PROMPT
Scan the listing for the word "jockey", and copy out each line where it is found.

GIVEN ENTRIES

<<<<

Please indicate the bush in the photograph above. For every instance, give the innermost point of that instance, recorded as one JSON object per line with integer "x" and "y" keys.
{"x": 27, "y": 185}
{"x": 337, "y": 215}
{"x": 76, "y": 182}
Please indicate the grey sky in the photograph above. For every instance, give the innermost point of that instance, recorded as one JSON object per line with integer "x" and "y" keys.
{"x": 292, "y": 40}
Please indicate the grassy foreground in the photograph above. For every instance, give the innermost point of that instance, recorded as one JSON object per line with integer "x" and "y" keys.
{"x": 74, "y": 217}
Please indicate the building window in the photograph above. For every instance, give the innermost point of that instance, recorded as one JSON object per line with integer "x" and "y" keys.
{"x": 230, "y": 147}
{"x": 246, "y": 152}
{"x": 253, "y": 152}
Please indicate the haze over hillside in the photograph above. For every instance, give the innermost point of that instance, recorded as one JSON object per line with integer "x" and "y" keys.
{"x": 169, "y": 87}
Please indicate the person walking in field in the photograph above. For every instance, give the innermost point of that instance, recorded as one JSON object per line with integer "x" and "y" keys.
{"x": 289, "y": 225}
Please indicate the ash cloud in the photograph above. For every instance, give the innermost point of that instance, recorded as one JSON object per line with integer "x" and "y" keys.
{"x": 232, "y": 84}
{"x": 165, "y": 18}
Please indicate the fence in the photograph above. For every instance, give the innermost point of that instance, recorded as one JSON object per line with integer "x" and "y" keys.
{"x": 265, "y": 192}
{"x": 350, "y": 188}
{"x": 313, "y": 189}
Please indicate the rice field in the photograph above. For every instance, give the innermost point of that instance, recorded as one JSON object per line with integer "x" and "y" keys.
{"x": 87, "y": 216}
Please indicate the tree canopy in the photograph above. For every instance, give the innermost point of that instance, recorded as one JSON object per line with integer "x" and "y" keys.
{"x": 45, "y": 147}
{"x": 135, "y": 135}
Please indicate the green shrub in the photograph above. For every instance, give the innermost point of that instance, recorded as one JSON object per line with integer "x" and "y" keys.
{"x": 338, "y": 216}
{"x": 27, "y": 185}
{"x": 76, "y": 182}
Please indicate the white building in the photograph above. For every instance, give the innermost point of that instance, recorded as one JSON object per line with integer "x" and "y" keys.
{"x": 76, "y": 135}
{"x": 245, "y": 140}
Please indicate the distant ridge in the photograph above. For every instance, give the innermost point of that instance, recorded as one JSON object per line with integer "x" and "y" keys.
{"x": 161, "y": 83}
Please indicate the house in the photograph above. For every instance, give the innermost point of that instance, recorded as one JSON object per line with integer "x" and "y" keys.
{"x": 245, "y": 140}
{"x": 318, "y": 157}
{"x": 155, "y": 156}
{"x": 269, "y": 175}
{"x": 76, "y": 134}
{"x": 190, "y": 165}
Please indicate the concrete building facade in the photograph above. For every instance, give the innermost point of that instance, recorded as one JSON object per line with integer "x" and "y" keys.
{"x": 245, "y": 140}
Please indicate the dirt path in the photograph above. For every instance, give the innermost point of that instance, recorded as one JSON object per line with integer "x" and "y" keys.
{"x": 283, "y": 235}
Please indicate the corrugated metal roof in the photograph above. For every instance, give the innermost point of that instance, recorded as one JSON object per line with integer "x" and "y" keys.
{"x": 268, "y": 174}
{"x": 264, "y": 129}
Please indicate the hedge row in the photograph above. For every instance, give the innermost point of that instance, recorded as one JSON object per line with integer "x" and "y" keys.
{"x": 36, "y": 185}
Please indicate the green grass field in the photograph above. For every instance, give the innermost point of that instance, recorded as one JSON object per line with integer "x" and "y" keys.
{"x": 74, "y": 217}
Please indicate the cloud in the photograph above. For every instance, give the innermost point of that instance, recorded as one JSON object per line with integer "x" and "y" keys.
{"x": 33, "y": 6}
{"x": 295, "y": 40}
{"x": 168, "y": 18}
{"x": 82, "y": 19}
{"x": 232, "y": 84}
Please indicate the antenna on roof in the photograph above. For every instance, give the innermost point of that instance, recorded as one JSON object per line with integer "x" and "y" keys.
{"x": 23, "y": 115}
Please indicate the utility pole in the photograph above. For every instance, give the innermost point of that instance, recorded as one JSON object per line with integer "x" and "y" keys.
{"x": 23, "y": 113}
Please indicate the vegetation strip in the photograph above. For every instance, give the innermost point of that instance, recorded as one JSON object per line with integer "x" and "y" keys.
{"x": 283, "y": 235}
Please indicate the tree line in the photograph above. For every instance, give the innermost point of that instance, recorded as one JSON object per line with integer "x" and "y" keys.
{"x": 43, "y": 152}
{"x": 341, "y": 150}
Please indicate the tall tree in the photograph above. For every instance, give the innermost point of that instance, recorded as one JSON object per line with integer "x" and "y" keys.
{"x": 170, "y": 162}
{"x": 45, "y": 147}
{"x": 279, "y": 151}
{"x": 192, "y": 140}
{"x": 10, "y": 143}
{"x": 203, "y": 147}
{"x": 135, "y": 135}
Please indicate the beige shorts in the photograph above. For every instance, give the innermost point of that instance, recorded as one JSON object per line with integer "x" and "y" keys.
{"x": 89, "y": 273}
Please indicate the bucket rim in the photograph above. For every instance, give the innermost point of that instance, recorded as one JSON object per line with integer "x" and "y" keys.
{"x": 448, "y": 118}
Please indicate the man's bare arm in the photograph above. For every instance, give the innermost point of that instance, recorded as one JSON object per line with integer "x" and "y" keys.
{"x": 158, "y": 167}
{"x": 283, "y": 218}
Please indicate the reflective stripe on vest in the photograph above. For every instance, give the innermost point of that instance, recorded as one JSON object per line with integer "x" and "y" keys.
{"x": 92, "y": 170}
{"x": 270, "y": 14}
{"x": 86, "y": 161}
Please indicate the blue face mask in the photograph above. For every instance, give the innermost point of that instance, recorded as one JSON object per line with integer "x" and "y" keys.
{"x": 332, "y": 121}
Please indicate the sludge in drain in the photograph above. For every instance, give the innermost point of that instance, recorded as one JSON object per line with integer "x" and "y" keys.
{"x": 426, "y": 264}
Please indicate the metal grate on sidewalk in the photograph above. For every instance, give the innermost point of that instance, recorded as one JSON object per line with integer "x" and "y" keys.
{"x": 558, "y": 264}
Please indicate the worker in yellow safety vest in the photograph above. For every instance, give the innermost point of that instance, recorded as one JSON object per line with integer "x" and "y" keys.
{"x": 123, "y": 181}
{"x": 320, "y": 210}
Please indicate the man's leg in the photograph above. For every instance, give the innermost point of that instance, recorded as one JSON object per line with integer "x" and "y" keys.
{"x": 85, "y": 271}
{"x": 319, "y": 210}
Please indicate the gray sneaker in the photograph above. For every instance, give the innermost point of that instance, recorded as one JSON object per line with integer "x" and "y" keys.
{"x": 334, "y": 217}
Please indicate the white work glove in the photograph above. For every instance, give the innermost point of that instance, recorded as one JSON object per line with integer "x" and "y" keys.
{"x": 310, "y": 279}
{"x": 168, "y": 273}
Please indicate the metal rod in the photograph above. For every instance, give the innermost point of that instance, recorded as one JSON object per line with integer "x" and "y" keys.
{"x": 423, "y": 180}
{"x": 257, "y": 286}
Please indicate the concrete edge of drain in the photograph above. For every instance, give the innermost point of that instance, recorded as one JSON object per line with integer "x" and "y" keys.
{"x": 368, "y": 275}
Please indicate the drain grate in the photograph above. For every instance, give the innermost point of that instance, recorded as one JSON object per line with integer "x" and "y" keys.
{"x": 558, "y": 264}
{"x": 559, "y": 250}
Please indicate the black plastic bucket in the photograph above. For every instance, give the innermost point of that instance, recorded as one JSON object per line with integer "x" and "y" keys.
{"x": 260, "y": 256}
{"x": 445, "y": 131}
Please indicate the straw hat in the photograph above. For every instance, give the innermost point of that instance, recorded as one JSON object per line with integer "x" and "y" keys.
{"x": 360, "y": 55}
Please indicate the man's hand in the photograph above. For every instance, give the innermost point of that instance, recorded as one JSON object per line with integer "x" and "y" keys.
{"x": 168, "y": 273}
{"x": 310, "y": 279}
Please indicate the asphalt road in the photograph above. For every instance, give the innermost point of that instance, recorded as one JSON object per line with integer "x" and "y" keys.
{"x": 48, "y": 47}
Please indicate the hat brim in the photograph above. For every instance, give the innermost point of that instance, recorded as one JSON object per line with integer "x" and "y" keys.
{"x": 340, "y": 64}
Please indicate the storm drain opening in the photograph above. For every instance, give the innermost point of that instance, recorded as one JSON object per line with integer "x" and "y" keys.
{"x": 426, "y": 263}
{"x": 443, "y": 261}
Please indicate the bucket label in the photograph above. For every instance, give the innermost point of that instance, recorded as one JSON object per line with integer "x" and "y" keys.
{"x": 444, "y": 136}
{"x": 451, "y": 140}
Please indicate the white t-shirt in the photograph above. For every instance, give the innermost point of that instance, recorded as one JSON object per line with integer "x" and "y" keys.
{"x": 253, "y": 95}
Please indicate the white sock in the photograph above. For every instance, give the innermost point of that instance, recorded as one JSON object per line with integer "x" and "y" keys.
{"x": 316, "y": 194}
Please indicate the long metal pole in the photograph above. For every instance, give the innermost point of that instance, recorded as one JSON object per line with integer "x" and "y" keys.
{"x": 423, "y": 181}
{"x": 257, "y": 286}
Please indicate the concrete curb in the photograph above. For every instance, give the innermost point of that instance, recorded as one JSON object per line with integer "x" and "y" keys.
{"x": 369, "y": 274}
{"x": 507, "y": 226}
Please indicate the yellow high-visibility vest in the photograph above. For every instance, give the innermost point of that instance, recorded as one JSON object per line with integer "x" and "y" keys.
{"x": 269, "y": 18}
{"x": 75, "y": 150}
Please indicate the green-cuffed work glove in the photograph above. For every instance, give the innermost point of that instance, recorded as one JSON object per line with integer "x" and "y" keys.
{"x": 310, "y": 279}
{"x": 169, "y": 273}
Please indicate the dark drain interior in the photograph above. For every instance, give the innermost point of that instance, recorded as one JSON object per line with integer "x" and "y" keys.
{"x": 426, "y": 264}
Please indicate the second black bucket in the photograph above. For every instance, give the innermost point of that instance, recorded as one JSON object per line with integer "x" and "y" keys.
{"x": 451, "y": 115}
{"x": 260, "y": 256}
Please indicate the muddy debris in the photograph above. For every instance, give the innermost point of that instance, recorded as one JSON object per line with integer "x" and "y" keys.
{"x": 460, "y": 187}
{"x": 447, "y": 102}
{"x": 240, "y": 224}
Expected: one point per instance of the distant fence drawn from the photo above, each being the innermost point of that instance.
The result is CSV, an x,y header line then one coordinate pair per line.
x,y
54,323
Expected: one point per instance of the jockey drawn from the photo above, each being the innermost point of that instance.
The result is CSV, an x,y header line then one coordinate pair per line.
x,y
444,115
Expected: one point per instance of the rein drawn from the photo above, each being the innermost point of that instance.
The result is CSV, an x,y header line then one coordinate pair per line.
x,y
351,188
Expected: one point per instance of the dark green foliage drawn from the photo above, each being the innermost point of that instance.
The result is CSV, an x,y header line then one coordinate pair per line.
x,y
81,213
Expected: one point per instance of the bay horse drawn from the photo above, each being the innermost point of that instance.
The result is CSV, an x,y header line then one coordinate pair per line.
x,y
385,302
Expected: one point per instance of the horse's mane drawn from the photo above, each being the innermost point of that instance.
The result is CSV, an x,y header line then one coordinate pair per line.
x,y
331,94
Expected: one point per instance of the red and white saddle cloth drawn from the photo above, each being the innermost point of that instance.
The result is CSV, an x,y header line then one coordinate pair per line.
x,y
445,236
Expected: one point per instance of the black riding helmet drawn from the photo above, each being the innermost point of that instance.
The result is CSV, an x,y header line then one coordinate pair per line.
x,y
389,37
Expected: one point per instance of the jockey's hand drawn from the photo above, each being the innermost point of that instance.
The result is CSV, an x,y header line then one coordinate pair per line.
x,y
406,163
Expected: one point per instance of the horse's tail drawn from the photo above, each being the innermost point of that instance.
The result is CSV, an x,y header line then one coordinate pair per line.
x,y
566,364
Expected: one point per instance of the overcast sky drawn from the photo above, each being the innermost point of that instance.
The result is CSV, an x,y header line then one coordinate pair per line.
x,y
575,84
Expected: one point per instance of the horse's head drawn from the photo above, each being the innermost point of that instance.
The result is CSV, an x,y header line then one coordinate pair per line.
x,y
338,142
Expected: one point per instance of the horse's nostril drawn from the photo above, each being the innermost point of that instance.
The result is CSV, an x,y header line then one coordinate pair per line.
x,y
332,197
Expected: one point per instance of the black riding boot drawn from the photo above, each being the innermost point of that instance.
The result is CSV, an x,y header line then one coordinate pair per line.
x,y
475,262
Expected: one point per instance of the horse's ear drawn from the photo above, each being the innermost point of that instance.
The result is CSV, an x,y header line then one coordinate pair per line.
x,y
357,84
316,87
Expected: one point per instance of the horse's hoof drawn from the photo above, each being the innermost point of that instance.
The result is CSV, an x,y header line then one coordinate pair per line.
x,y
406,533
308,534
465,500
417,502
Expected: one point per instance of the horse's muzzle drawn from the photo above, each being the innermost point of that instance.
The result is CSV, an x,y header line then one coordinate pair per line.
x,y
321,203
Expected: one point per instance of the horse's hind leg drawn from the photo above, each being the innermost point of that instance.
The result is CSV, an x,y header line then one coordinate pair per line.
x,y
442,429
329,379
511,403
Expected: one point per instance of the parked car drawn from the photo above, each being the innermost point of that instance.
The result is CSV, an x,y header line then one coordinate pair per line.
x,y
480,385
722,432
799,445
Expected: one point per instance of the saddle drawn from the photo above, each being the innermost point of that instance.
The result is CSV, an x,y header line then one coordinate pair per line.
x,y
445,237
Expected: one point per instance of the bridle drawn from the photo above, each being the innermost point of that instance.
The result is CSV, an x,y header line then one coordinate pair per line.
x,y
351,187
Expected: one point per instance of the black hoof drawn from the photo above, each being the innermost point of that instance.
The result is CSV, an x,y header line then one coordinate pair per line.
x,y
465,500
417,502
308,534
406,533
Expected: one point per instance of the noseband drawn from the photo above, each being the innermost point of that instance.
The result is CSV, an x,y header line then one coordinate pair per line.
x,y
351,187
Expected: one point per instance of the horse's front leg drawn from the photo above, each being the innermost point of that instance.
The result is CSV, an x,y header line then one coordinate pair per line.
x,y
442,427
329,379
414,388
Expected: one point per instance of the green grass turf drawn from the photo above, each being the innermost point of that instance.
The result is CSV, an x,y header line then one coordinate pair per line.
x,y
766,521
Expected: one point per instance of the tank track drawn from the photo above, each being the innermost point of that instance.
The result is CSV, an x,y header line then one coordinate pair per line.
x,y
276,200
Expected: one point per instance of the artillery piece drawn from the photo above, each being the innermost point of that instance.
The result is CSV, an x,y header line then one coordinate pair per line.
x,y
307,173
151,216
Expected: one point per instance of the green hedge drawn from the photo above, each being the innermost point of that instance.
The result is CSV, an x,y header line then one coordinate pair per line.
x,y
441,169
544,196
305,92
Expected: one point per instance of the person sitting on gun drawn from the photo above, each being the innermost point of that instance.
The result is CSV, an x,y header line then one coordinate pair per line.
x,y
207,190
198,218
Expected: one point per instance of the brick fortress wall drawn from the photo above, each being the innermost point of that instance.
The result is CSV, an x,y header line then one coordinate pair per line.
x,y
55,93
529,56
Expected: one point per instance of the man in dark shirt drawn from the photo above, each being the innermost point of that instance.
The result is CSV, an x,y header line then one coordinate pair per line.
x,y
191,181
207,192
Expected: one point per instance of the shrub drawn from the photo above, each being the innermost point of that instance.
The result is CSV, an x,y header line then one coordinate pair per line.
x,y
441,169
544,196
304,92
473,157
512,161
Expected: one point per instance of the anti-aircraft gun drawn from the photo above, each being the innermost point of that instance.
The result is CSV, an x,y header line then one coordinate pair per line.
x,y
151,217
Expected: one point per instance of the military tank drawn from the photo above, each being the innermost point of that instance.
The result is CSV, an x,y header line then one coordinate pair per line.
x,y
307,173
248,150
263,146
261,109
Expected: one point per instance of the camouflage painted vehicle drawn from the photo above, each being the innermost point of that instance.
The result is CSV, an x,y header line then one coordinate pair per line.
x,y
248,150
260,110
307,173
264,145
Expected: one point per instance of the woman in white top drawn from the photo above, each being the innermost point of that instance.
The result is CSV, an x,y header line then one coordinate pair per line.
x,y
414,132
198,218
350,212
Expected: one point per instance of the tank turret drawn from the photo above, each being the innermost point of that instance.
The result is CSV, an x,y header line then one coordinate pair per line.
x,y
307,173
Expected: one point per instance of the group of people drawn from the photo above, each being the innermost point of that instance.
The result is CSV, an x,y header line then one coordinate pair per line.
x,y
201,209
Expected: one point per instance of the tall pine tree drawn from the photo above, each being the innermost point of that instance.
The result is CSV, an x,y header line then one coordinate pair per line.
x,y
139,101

>>>>

RESPONSE BELOW
Expected: one point per instance of the jockey drawn from the photo above, each being the innermost point of that instance.
Expected: one point per instance of the jockey's hand drawn from the photo above, each being the innermost point of that instance.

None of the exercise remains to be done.